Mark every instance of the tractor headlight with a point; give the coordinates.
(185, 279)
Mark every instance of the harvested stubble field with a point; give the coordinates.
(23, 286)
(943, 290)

▶ **Exercise goal**:
The whole listing needs repeating. Match each line exactly.

▶ **Response**:
Mark every instance of the tractor headlight with a point; give the coordinates.
(185, 279)
Mark every instance of the harvested stubble field with a point; give the coordinates.
(23, 286)
(943, 290)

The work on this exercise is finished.